Please pull out every line below that contains the word "black", and copy each one as it appears.

_DATA IN THIS EXERCISE:_

::::::::

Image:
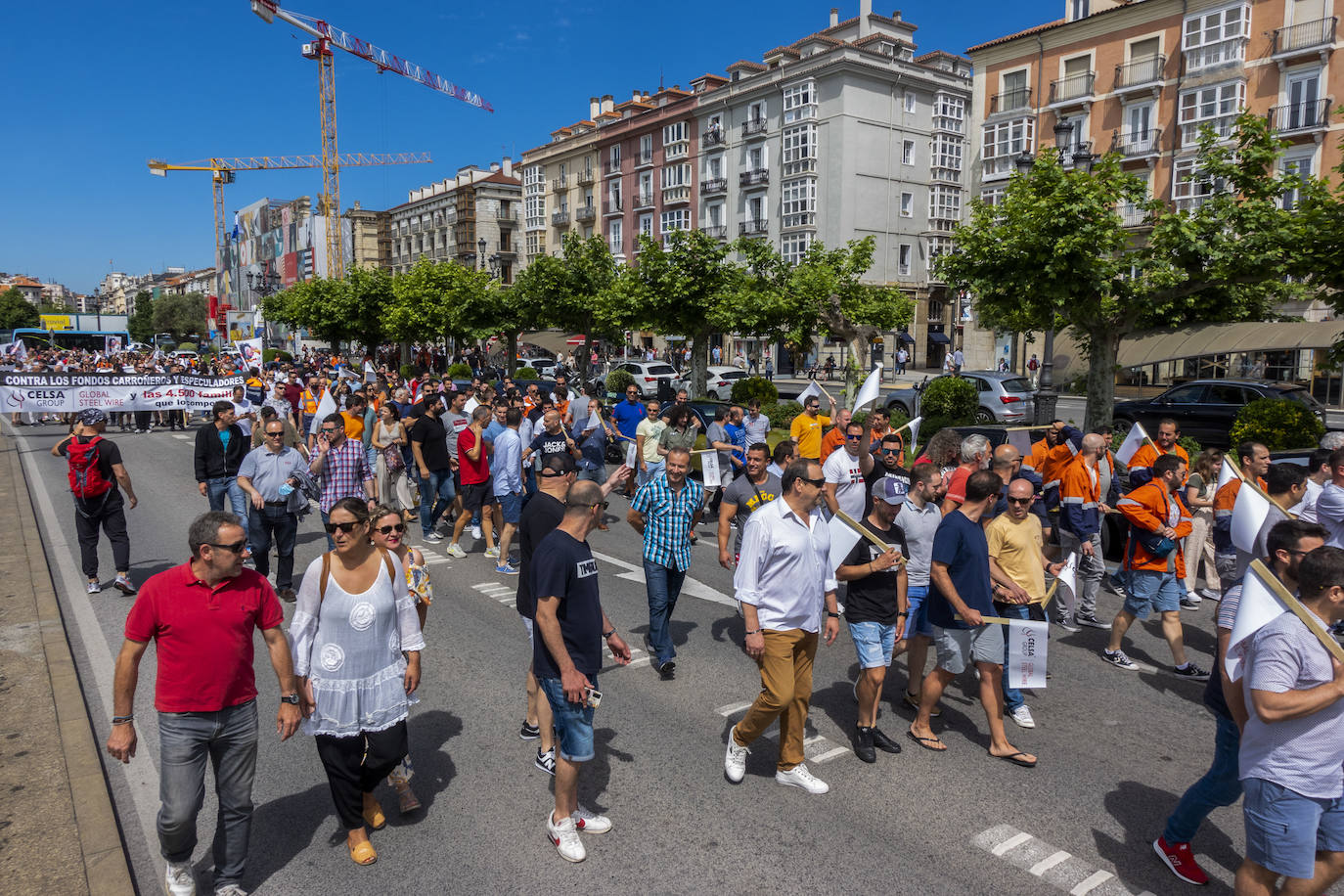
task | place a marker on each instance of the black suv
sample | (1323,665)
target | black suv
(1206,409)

::::::::

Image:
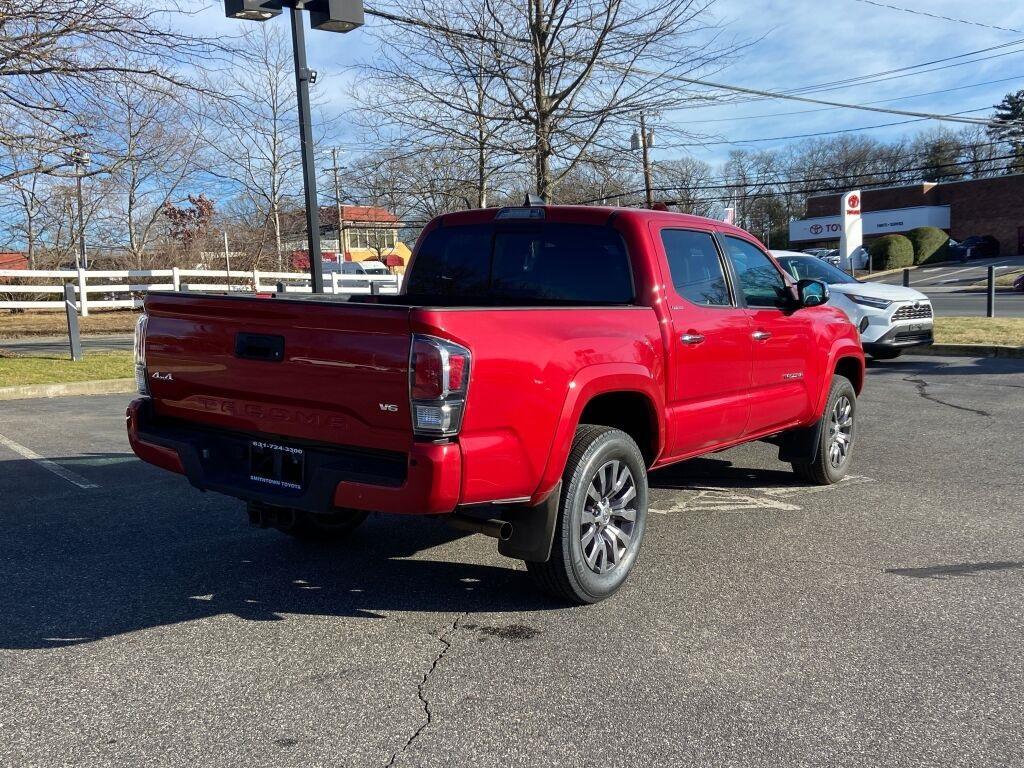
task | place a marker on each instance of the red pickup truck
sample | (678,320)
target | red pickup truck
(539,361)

::::::::

_THE REPLY:_
task | place a marker on each instance of the black suv
target | black suv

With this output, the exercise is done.